*DOCUMENT TEXT*
+++++
Early Efforts to Eradicate Polygamy

Joseph and Emma Smith

From the very beginning, the Lord gave warnings against the invasion of polygamy into the Church. As early as 1831 He warned the Saints:

And now I show unto you a mystery, a thing which is had in secret chambers, to bring to pass even your destruction, in process of time, and ye knew it not, but now I tell it unto you.... And again I say unto you, that the enemy in the secret chambers seeketh your lives.... And that ye might escape the power of the enemy, and be gathered unto me a righteous people, without spot and blameless: wherefore, for this cause I gave unto you the commandment, that you should go to the Ohio; and there I will give unto you my law. (RLDS DC 38:4, 6–7; LDS DC 38:13–14, 28, 31–32; italics added)

Polygamy was the "thing" about which the Lord warned the Saints. It was "had in secret chambers" among the Cochranites at the time of the Church's beginnings. Also, it almost brought the Church to "destruction, in process of time." No other factor nor problem has been so devastating to the Lord's work in these latter days. Some of the apostles and their friends began to practice it secretly in the early 1840s (in "secret chambers"), and they knew it had to be denied and covered with falsehoods. Therefore, the polygamists banded together and conspired more and more to cover their secret acts.
+++++
*EXCERPTED RECORDS*
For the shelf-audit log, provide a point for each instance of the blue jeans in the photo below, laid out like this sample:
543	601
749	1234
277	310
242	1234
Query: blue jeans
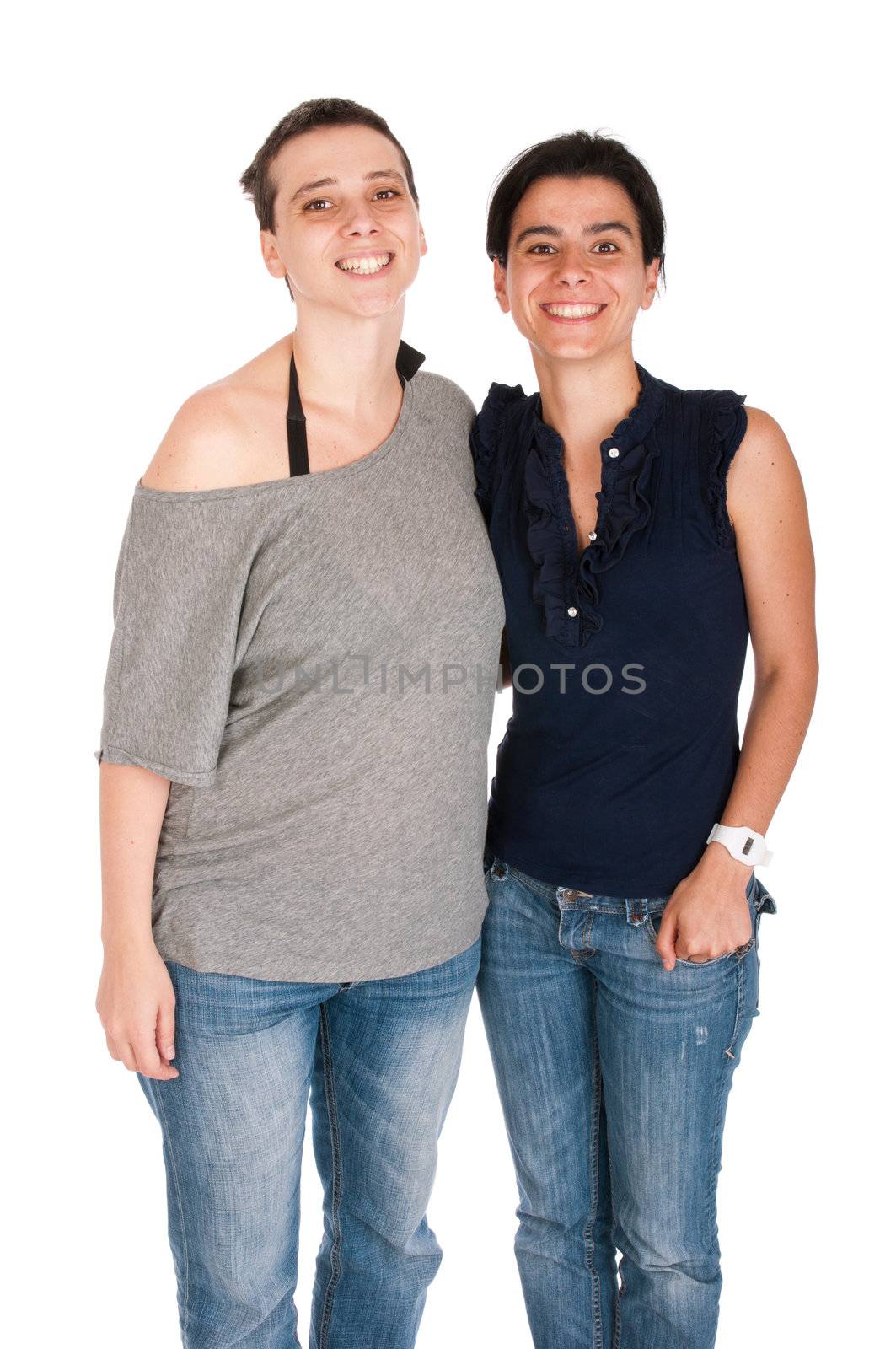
381	1061
613	1076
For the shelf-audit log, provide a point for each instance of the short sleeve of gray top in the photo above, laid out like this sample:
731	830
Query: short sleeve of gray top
312	661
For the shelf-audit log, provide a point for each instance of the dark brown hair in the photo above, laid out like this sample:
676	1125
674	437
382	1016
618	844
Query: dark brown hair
308	116
577	154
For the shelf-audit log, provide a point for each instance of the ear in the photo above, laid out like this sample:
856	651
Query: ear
501	287
270	254
651	282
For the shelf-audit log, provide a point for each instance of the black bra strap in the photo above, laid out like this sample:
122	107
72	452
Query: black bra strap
406	363
296	428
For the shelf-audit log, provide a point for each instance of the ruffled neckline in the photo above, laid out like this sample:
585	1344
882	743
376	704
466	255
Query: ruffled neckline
564	579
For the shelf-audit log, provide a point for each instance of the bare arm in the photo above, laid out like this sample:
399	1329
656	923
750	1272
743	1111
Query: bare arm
135	998
767	506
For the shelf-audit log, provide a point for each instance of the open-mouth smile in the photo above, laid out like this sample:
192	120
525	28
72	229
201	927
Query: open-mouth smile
365	265
572	314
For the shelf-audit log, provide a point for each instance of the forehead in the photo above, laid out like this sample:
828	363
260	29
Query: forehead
574	202
343	153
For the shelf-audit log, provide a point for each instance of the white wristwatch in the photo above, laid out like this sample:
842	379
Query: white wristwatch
745	845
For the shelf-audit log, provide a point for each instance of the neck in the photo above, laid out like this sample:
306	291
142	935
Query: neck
347	362
586	400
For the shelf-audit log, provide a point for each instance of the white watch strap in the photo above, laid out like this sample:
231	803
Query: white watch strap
745	845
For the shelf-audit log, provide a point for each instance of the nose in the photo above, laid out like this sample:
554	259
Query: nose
571	271
361	220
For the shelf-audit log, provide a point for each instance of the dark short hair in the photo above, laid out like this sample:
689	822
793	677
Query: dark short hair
309	116
577	154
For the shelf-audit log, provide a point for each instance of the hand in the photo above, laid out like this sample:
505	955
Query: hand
135	1002
707	914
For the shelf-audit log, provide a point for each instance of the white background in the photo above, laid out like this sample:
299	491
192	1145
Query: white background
132	276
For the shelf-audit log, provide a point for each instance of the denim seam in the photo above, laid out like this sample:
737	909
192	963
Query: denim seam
740	1008
593	1170
166	1135
330	1092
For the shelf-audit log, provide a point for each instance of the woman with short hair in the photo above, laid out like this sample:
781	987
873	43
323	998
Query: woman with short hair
642	533
292	769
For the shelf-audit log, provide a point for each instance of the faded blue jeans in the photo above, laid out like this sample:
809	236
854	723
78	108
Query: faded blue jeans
381	1061
613	1076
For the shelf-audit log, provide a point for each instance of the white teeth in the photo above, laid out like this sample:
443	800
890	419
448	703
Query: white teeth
365	265
574	310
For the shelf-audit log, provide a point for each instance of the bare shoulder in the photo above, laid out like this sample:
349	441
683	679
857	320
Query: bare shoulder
764	471
222	435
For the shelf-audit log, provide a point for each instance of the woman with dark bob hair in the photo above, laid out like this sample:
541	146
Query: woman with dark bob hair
620	961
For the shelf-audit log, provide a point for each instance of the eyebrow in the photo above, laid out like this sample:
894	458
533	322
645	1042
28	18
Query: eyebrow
598	228
332	182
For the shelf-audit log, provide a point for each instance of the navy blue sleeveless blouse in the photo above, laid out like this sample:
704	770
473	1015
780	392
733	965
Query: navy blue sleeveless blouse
624	742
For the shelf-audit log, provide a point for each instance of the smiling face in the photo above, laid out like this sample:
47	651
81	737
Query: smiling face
575	278
347	229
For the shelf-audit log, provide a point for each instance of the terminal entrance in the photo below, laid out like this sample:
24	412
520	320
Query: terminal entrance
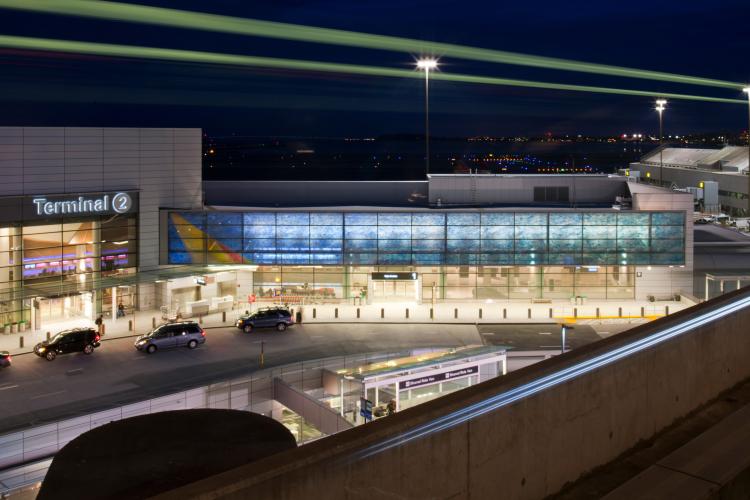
394	287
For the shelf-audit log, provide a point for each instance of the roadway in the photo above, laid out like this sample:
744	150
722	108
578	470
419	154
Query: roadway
34	391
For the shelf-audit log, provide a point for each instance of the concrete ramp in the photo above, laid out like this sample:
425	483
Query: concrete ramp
313	411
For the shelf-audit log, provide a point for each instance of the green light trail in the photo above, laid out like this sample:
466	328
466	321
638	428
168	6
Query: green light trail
226	24
163	54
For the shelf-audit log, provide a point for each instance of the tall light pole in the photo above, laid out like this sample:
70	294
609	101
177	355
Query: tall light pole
661	105
426	65
747	91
+++++
*TASK REQUIREMENTS*
Reproduce the stretch from "From the very" through "31–32; italics added)" in the passage on early efforts to eradicate polygamy, swapping "enemy" for "adversary".

*OUTPUT OF THE TASK*
From the very beginning, the Lord gave warnings against the invasion of polygamy into the Church. As early as 1831 He warned the Saints:

And now I show unto you a mystery, a thing which is had in secret chambers, to bring to pass even your destruction, in process of time, and ye knew it not, but now I tell it unto you.... And again I say unto you, that the adversary in the secret chambers seeketh your lives.... And that ye might escape the power of the adversary, and be gathered unto me a righteous people, without spot and blameless: wherefore, for this cause I gave unto you the commandment, that you should go to the Ohio; and there I will give unto you my law. (RLDS DC 38:4, 6–7; LDS DC 38:13–14, 28, 31–32; italics added)